* [TASK] From the line holding "Could you please locate the crumpled" to the final line of the entries, set down each line exactly, including both, and nothing more.

=== RECORDED INFORMATION ===

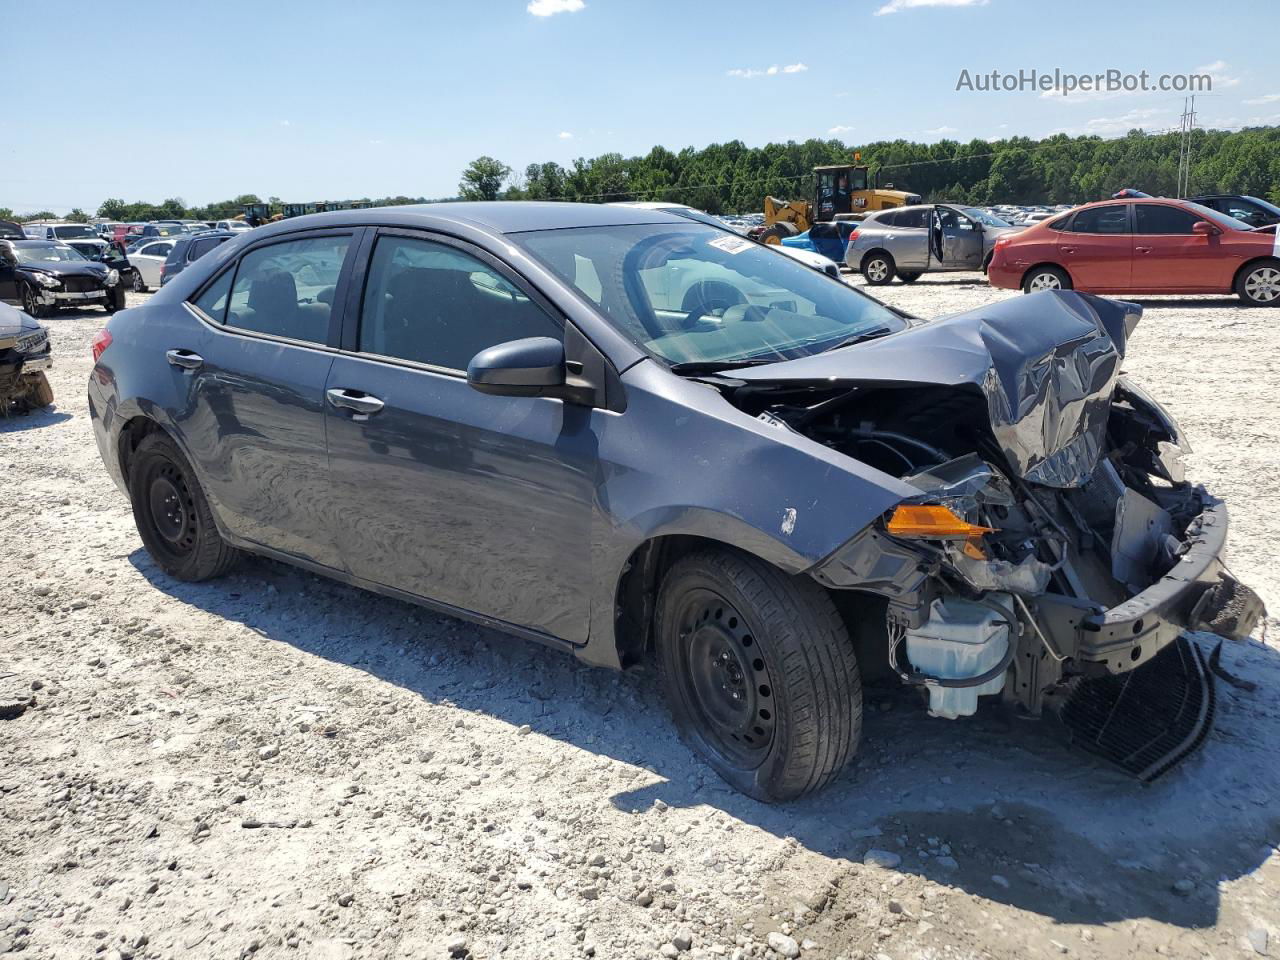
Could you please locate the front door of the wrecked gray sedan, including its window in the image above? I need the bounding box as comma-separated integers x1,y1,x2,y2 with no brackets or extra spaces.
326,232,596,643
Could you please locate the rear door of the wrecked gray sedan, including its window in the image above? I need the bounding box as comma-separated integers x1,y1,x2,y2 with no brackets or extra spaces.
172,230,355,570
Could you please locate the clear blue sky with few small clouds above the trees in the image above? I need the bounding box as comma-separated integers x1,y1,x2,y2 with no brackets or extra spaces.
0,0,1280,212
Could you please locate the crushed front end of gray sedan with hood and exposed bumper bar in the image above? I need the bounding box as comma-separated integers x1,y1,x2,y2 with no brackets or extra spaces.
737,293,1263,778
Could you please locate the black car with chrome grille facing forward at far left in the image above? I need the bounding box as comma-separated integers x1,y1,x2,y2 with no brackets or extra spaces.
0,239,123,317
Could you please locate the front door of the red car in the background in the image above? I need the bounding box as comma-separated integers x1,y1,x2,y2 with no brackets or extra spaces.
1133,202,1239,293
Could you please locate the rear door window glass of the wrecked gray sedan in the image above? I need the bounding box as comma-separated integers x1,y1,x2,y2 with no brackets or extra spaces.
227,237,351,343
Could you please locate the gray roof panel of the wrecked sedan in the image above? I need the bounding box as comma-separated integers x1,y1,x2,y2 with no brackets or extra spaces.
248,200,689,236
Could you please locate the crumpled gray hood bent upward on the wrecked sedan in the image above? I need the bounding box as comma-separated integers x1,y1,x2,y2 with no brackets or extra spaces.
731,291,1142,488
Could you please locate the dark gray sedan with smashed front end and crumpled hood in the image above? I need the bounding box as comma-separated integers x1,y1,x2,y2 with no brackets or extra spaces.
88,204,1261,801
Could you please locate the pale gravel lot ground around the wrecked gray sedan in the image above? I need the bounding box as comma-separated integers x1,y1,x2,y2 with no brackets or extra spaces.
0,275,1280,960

===

* [ANSWER BOX]
Could you please locate the crumpled gray hood bent upward on the wrecked sedan in the image above? I need the bounding box as comma-separated integers x1,y1,x2,y2 with no brackets or extra spaces.
731,291,1142,488
Could you please locate the dark gray sedan with smashed front end and crumpled hood in the image above? I need the bounding box as comma-separated integers x1,y1,x2,y2 with no brackets or extra spaces.
88,204,1261,801
Could you please locate the pale gravel lot ground around the wrecked gray sedan in the image above? I need the bounding box as comma-separated integers x1,y1,x2,y2 with no brackets or extra spaces.
0,275,1280,960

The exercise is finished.